### [Exercise objective]
The lines to extract begin at the one containing "Task: locate the stone" and run to the end of the listing; set them down exactly and alone.

start

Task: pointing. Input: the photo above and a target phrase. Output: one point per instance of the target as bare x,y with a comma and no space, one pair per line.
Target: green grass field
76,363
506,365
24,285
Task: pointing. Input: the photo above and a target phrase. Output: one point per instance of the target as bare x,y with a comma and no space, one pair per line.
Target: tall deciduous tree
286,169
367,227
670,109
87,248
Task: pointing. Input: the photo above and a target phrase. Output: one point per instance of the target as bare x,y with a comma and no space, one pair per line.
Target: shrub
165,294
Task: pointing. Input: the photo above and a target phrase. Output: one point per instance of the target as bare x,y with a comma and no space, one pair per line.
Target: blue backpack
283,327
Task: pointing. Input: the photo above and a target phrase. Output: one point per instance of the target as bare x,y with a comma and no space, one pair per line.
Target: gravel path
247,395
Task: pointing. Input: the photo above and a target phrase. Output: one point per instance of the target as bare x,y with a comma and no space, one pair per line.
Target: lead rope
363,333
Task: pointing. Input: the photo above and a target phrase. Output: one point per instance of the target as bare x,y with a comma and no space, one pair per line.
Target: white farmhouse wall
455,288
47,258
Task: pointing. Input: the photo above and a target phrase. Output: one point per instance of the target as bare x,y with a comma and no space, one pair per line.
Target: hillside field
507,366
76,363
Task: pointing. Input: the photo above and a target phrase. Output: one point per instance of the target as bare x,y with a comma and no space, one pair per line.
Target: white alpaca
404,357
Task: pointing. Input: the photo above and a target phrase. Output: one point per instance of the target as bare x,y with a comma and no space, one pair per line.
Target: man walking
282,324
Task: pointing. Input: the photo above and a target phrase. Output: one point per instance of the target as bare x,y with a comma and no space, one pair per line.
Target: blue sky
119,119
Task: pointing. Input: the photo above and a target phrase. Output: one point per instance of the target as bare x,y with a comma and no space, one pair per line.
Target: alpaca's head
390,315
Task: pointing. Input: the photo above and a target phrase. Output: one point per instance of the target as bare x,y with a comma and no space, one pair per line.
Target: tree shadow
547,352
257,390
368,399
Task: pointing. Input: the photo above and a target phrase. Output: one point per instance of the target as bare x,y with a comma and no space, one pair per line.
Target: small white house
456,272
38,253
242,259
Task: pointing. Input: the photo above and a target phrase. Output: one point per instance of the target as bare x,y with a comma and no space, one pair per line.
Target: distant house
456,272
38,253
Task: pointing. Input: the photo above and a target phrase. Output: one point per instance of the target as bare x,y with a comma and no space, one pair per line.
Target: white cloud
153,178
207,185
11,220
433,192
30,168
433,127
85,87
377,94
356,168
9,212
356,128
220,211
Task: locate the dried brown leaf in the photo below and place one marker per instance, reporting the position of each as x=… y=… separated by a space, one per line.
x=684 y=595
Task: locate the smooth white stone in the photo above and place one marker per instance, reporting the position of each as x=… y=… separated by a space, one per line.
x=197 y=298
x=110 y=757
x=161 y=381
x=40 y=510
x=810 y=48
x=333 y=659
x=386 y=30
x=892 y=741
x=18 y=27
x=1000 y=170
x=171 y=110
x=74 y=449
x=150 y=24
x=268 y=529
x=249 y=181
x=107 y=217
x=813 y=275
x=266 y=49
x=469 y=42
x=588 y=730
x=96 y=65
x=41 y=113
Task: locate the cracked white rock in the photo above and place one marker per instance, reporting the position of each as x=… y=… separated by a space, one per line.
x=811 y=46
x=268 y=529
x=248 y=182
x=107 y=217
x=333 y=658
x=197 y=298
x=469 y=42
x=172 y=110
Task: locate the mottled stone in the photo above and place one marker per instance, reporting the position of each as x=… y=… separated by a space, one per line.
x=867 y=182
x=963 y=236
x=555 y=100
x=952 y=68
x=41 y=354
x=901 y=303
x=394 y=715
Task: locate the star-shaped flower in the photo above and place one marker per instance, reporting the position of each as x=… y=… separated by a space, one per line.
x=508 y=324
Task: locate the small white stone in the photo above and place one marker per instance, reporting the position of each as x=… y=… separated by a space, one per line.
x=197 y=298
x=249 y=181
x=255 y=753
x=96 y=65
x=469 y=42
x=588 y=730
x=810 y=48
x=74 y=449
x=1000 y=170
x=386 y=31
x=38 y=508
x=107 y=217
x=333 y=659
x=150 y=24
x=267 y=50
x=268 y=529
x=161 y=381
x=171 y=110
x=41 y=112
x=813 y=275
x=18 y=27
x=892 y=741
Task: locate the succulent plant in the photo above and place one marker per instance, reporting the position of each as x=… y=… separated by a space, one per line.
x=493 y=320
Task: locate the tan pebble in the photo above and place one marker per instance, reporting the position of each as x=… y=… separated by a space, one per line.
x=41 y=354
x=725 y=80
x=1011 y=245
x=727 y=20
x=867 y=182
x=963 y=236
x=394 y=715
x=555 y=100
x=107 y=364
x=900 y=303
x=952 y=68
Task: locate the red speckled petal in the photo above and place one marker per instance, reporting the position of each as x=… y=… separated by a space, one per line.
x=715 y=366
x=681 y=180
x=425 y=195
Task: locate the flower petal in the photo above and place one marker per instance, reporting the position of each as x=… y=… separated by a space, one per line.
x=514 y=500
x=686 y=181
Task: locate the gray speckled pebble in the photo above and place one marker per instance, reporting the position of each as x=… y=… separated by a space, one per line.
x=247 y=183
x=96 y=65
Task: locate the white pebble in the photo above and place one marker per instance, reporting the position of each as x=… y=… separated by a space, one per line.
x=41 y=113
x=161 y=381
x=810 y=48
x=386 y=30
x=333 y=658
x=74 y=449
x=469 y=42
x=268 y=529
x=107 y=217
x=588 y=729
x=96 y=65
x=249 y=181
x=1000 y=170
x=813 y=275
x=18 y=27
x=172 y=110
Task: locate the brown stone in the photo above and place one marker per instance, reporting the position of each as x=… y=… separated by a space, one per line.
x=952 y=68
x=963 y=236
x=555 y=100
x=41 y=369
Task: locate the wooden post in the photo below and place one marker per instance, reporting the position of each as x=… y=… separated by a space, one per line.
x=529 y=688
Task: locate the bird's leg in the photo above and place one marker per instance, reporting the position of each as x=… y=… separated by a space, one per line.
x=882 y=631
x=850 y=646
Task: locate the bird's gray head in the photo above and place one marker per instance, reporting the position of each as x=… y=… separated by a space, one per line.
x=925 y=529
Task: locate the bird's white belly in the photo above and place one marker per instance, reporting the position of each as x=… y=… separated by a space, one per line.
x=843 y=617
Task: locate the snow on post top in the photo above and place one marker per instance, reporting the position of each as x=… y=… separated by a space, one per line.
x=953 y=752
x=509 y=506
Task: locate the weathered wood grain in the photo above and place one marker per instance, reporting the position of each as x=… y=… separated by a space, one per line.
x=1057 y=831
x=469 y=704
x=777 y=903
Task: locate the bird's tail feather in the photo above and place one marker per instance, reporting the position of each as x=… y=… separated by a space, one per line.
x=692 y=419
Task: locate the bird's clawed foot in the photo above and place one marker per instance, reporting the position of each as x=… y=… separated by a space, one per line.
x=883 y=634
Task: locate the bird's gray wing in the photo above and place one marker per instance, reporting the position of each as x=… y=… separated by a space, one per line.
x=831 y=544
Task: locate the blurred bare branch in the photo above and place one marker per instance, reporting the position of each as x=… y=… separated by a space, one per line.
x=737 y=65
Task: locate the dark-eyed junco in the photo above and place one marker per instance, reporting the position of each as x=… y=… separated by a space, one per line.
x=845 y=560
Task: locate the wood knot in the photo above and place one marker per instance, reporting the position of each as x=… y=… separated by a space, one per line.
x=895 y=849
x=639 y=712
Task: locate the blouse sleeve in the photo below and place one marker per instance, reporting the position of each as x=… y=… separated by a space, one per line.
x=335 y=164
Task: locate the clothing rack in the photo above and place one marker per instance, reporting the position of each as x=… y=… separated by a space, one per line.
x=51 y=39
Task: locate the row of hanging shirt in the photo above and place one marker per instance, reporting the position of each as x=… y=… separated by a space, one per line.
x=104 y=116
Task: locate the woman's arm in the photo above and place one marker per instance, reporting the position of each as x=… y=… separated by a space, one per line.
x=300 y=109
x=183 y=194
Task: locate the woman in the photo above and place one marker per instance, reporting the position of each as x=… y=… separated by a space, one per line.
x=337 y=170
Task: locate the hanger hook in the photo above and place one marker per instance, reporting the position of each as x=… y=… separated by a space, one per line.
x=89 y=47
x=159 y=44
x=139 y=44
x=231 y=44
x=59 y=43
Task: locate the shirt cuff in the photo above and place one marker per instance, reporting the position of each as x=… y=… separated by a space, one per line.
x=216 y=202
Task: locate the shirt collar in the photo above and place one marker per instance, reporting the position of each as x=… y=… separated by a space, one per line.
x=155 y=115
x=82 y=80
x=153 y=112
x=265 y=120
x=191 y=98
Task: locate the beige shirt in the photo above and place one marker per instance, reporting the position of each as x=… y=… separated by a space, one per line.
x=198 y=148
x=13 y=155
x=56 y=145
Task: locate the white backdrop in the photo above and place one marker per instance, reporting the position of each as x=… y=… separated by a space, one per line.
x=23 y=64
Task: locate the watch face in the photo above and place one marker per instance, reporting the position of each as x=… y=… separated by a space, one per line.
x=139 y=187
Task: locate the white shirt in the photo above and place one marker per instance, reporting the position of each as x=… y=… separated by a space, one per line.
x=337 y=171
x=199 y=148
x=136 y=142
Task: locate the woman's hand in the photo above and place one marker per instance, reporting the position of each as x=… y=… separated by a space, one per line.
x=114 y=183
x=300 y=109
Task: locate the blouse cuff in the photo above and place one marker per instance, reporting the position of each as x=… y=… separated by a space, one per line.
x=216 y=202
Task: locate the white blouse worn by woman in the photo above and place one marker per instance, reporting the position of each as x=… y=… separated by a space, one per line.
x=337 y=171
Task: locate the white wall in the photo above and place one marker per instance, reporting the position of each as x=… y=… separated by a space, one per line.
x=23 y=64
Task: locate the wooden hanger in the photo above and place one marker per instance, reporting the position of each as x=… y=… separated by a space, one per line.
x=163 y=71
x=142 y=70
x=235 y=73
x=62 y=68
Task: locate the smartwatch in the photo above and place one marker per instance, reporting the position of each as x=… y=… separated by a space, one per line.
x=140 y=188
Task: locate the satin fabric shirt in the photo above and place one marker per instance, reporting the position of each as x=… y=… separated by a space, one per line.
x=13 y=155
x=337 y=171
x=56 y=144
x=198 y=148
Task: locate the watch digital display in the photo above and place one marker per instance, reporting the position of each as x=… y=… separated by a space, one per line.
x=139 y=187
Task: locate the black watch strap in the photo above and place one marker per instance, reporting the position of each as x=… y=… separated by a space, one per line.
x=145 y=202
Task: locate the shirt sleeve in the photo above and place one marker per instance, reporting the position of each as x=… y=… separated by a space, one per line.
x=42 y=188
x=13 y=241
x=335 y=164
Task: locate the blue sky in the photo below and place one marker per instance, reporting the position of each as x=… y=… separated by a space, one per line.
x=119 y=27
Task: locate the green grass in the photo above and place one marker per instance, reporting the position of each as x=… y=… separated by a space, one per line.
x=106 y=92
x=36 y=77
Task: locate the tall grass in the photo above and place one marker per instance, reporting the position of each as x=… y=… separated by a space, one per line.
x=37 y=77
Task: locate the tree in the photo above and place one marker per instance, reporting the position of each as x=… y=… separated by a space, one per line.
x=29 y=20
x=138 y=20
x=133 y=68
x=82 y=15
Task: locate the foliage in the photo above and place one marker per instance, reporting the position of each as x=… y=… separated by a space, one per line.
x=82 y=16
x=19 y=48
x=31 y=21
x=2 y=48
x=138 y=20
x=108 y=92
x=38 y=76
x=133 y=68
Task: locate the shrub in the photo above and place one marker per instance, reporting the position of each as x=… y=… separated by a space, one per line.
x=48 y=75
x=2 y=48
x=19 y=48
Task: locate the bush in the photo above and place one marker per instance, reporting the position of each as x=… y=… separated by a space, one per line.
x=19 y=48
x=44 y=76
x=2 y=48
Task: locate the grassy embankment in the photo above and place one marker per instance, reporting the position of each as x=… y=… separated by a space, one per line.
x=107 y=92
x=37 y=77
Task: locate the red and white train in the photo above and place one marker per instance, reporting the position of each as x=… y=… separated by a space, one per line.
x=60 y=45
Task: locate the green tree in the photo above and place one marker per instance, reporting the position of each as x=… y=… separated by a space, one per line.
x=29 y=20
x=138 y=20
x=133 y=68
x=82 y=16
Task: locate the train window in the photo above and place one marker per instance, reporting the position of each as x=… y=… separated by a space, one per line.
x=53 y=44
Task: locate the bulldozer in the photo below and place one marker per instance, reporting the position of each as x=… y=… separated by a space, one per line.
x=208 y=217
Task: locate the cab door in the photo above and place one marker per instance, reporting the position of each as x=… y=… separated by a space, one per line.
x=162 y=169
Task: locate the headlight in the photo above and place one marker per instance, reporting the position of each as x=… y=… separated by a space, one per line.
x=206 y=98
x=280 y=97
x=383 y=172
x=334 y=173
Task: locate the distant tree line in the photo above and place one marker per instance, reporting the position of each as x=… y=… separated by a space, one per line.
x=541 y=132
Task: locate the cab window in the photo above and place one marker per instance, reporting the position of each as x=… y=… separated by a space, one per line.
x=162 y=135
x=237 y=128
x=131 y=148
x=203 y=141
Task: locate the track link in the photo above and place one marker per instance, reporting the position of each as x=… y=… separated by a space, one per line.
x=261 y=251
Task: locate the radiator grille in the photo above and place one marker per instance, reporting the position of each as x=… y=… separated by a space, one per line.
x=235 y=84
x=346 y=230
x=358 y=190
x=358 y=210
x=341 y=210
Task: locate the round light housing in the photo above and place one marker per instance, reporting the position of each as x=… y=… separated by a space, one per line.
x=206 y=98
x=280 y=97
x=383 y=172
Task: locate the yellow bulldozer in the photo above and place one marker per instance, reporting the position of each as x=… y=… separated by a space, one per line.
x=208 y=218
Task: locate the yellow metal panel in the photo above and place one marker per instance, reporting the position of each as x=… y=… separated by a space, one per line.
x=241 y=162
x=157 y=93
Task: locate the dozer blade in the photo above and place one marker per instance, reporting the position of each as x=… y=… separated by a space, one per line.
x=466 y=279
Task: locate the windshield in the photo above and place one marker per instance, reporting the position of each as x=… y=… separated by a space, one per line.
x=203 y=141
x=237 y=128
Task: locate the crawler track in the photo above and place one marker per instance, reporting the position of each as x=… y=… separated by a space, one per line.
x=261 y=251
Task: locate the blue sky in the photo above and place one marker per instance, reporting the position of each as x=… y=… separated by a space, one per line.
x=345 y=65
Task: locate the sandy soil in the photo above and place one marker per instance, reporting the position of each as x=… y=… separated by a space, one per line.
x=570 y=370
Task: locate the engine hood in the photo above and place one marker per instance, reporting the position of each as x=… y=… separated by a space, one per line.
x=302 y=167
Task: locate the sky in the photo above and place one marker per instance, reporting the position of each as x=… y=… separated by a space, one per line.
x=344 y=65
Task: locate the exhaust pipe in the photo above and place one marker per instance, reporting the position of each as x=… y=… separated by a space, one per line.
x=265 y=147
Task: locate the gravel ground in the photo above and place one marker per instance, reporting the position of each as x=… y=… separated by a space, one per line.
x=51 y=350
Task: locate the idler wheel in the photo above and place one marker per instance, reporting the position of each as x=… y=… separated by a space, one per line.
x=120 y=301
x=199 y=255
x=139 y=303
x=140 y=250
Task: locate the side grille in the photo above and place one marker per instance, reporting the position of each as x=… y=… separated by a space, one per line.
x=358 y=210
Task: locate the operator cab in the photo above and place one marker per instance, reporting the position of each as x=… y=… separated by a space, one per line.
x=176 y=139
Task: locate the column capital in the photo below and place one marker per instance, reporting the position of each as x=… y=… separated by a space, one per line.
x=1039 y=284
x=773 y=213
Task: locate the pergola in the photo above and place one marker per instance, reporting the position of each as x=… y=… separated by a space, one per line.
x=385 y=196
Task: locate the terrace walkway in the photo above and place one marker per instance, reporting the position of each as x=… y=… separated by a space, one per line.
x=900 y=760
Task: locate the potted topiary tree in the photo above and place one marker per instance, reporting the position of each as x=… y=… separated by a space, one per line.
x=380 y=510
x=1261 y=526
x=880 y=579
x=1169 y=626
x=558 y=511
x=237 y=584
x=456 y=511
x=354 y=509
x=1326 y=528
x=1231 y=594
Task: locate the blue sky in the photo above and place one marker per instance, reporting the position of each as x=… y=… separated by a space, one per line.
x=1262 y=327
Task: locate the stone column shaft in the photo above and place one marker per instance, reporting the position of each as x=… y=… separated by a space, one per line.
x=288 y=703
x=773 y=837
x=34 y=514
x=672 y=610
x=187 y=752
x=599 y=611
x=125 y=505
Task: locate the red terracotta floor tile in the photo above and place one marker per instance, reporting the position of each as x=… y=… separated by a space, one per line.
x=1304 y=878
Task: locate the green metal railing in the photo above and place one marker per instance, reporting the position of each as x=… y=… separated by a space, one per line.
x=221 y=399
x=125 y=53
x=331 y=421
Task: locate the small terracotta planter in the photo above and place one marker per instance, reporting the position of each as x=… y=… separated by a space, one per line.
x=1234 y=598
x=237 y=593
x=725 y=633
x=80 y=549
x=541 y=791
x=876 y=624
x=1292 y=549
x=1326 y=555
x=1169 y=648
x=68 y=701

end

### [Complete response]
Task: locate the stone column shaft in the photo above and place one marker per instance, reporting the position of each as x=… y=… separated by a space, one per line.
x=288 y=703
x=773 y=837
x=34 y=514
x=672 y=610
x=187 y=752
x=599 y=611
x=125 y=505
Task: locate the red terracotta floor tile in the photo above and place one marker per instance, reporting the position of each as x=… y=… separated by a space, one per line.
x=1304 y=878
Task: locate the green metal railing in the photo above and place one marker per instance, reporting the position of each as x=… y=… separated by a space, one per line.
x=221 y=399
x=125 y=53
x=331 y=421
Task: locate the small terracotta planter in the photo above and place one marker per instance, reporting the position of each as x=… y=… separated by a space, one per line.
x=1234 y=598
x=237 y=593
x=725 y=633
x=80 y=549
x=541 y=791
x=876 y=624
x=1292 y=549
x=1326 y=555
x=1169 y=648
x=68 y=701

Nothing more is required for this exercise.